### Written request 1
From the geothermal course description, list every means of reservoir monitoring named in the topic on reservoir and field management.

### Text passage

....................

General Information

Fall Semester 2010

Three credit hours. Class meets once a week, Wednesday 4-7pm, to accommodate off-campus attendees. Two hours lecture and 1 hr practical each week; one two-day field trip.

Course coordinators:
David Chapman
University of Utah; FASB 265 - (801)581-6820 - david.chapman@utah.edu
Rick Allis
Utah Geological Survey - (801)537-3301 - rickallis@utah.gov

Course Description

Fundamentals of geothermal systems including occurrence, conductive and convective heat transfer, harnessing the heat, reservoir engineering, geology, geochemistry, exploration techniques, and geothermal field management. The focus is on case studies and practical application of theory. A two-day field trip to geothermal systems in Southern Utah is included.

Topics

  1. Crustal Geothermal Regime: thermal state of the upper crust, fundamental parameters and units for heat transfer, models of geothermal systems, convection vs. conduction, stored heat in crust, cooling plutons and cooling time scales, volcanism, tectonism, permeability.
  2. Harnessing the Heat: heat to power, types of power plant, types of geothermal system, liquid vs. vapor-dominated conditions, thermal features, wells, intro. to geochemical and geophysical signatures, introduction to production, injection wells, well field management.
  3. Geology and Geothermal Fluids: hydrothermal alteration, mineral deposition and dissolution, scaling, epithermal and mesothermal mineralization, hydrolysis, mineral equilibria, effects of magmas.
  4. Reservoir Characteristics: properties of two phase conditions – water and steam, interpreting temp. and press. profiles in wells (static and flowing), relationship to T/P in fields, effects of drawdown, well logging techniques.
  5. Remote Sensing Techniques, GIS Techniques, 3-D geologic modeling. Data processing and analysis techniques will be investigated for the analysis and integration of geologic, geochemical, and geophysical data for geothermal exploration.
  6. Geophysical Exploration Techniques: heat flow, gravity, magnetics, active and passive seismics, electrical methods, relationships to geologic settings, hydrothermal alteration, rock properties.
  7. Geochemical Exploration Techniques: chemical structure of systems, steam loss and mixing relations, mass, heat and chem. balances, geothermometers, gas chemistry, isotopes, sampling techniques, chem. res. monitoring, field changes with drawdown.
  8. Field Trip: Oct 8 & 9. Geothermal systems of Southern Utah.
  9. Direct Heat Applications: low temperature uses of geothermal fluids, district heating, horticulture, aquiculture, ground source heat pumps.
  10. Reservoir and Field Management – Physical Changes: environmental impacts (springs and ground water, steam zone formation, thermal activity, subsidence), reservoir monitoring (wells, tracers, precision gravity, seismicity, fluid chemistry).

....................

### Entries shown
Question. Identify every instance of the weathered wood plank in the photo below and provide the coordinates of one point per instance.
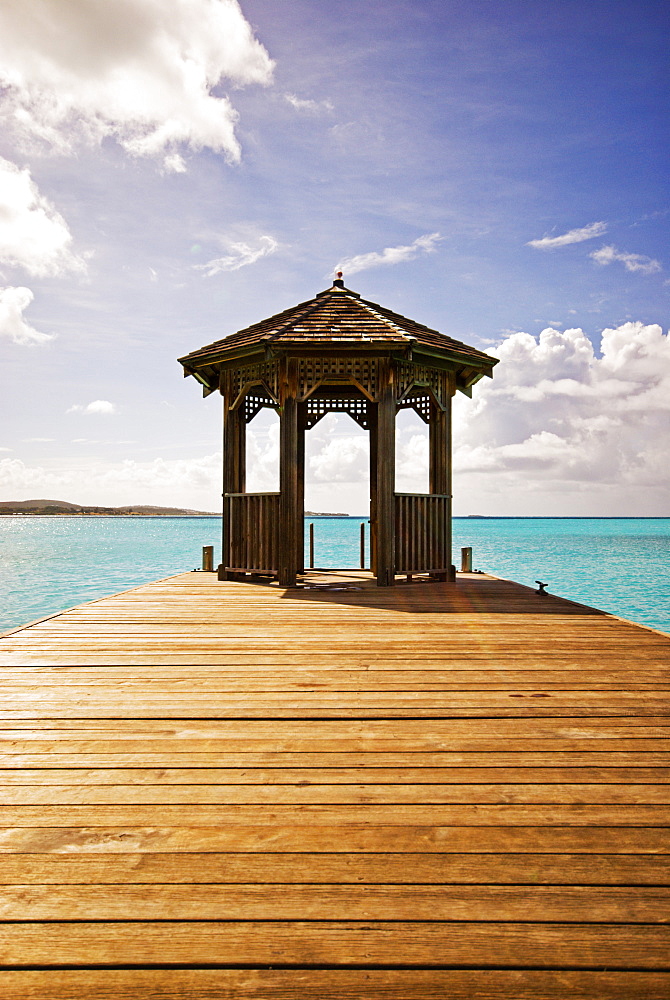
(293, 814)
(345, 984)
(337, 943)
(468, 777)
(583, 904)
(341, 868)
(359, 838)
(310, 793)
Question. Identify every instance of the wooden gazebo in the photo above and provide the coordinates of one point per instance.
(337, 352)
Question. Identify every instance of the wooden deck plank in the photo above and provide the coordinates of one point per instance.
(347, 984)
(342, 868)
(336, 943)
(311, 794)
(576, 904)
(468, 778)
(462, 791)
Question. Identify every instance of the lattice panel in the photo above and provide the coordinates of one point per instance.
(419, 403)
(356, 407)
(408, 374)
(264, 371)
(315, 370)
(254, 401)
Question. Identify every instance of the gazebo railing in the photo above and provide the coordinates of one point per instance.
(422, 533)
(252, 532)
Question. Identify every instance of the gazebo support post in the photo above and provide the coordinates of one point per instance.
(384, 477)
(300, 458)
(440, 465)
(289, 477)
(234, 471)
(373, 488)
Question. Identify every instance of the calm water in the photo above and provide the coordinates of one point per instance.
(50, 563)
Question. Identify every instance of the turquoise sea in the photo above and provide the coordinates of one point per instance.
(621, 565)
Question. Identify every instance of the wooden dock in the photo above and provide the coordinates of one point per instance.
(428, 791)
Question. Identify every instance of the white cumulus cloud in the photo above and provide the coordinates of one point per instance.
(140, 71)
(631, 261)
(98, 406)
(390, 255)
(557, 416)
(306, 104)
(239, 255)
(32, 233)
(13, 302)
(572, 236)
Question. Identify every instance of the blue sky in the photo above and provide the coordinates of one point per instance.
(171, 172)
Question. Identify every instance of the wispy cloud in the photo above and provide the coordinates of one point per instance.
(98, 406)
(139, 72)
(33, 235)
(390, 255)
(13, 302)
(572, 236)
(631, 261)
(239, 255)
(305, 104)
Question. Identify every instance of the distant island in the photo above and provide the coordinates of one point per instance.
(55, 507)
(315, 513)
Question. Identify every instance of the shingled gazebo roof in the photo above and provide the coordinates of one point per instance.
(339, 319)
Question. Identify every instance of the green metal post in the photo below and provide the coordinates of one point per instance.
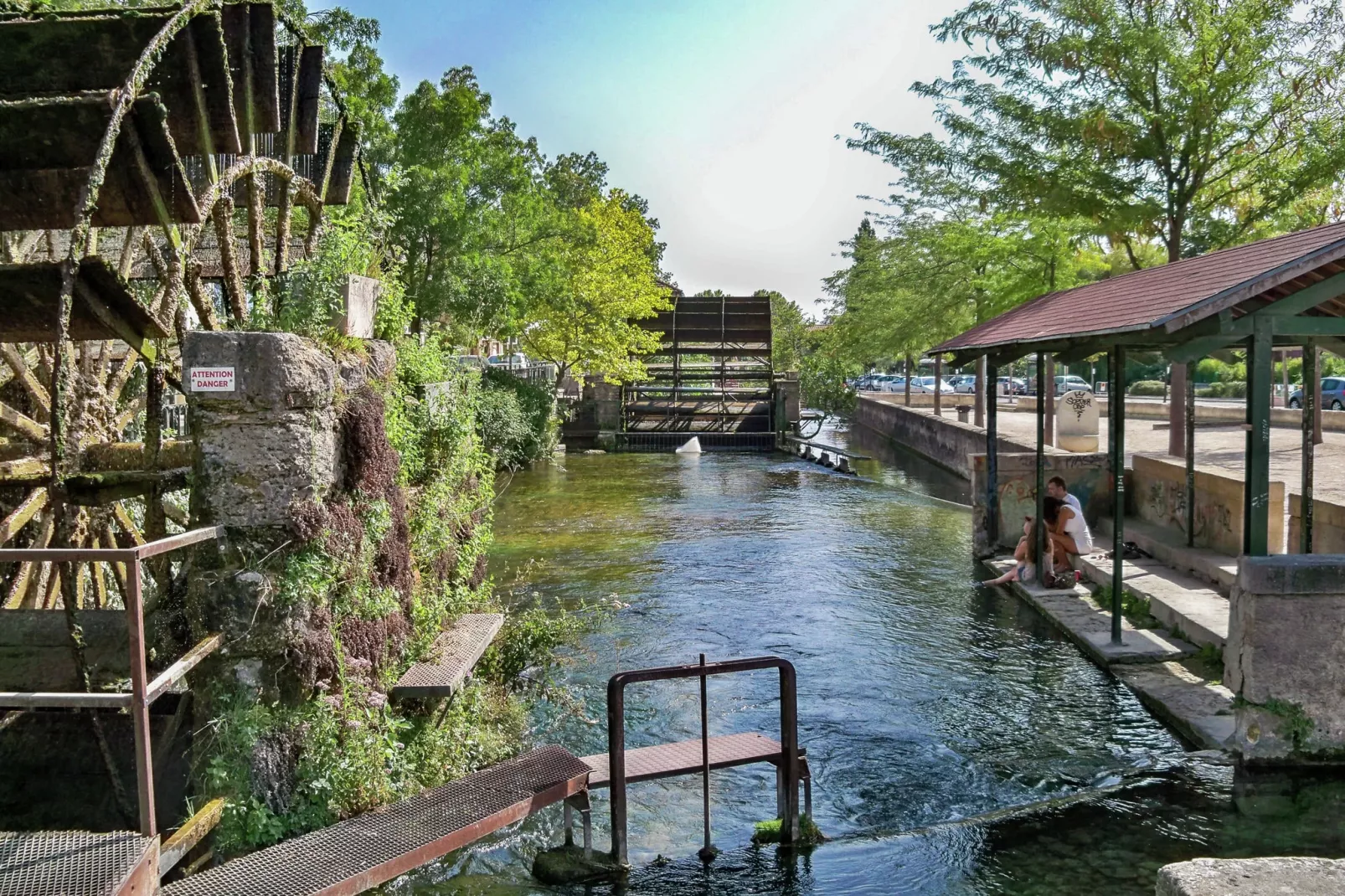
(1040, 523)
(1305, 530)
(1116, 443)
(1256, 479)
(1191, 456)
(992, 456)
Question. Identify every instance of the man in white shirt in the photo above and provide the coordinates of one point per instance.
(1074, 529)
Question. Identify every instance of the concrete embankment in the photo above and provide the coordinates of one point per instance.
(1252, 876)
(943, 441)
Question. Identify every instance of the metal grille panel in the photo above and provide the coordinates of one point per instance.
(683, 758)
(69, 863)
(366, 851)
(455, 654)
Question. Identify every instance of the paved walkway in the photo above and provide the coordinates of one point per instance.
(1218, 445)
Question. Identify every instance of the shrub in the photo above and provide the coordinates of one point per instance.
(515, 419)
(1227, 390)
(1147, 388)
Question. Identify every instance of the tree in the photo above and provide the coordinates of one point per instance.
(584, 323)
(1194, 123)
(788, 332)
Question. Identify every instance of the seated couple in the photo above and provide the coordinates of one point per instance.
(1067, 534)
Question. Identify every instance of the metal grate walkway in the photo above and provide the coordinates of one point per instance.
(77, 864)
(452, 658)
(370, 849)
(683, 758)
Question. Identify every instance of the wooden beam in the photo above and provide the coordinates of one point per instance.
(23, 424)
(171, 676)
(20, 369)
(191, 833)
(140, 343)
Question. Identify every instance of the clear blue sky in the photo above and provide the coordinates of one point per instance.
(723, 113)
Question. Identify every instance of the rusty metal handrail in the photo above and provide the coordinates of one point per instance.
(143, 692)
(616, 735)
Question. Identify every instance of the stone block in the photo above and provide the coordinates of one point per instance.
(1087, 476)
(272, 440)
(1076, 421)
(1158, 496)
(272, 370)
(1286, 657)
(1252, 878)
(1327, 525)
(359, 296)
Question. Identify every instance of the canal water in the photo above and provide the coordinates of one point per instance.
(932, 709)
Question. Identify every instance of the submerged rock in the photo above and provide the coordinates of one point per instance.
(568, 865)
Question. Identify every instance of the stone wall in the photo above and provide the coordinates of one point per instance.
(947, 443)
(266, 450)
(1327, 525)
(1286, 657)
(1157, 494)
(1205, 414)
(1089, 476)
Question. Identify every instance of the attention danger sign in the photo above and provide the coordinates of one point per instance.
(211, 378)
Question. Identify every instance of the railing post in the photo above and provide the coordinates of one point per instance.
(992, 456)
(1256, 479)
(616, 765)
(1116, 444)
(1038, 526)
(790, 744)
(139, 703)
(1309, 406)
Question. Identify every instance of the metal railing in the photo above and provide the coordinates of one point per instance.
(143, 692)
(788, 735)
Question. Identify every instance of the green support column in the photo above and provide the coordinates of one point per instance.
(1116, 445)
(992, 456)
(1191, 454)
(1305, 532)
(1256, 478)
(1040, 523)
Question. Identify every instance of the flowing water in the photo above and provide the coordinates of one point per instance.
(923, 698)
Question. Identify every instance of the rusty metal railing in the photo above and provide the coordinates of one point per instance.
(788, 735)
(143, 693)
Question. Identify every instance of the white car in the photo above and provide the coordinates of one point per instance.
(925, 384)
(517, 359)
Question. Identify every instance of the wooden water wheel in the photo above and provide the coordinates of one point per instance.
(155, 170)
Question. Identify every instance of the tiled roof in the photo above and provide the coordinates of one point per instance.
(1152, 296)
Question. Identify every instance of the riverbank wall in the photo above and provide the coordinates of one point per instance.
(943, 441)
(1205, 414)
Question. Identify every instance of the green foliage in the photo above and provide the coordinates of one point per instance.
(1296, 724)
(788, 332)
(768, 832)
(1224, 390)
(584, 319)
(517, 420)
(1149, 388)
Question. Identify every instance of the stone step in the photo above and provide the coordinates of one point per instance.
(1171, 548)
(1187, 605)
(1078, 615)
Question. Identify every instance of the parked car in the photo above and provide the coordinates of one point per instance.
(1333, 394)
(517, 359)
(965, 384)
(1063, 385)
(925, 384)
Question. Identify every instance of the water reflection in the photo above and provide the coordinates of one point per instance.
(921, 696)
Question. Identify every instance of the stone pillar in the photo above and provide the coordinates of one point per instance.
(1286, 657)
(271, 437)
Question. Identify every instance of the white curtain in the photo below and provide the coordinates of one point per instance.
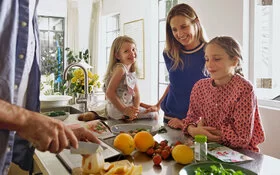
(72, 26)
(94, 33)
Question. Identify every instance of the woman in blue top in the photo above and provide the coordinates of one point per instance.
(184, 59)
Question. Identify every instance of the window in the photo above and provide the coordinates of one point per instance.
(163, 8)
(266, 58)
(52, 49)
(112, 31)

....................

### Written request 2
Express the records, from the line containing "Question. Identify every instance of the window" through the end of the records, as a Markdown table with the columns Row and Record line. Number each row and omit blank lines.

### Worked solution 1
- Wells
- Tracers
- Precision gravity
- Seismicity
- Fluid chemistry

### Worked solution 2
| Row | Record line |
|---|---|
| 1 | Question. Identify every instance of the window in the photo above and provide the coordinates of one point per instance. |
| 2 | (163, 8) |
| 3 | (266, 58) |
| 4 | (52, 49) |
| 5 | (112, 31) |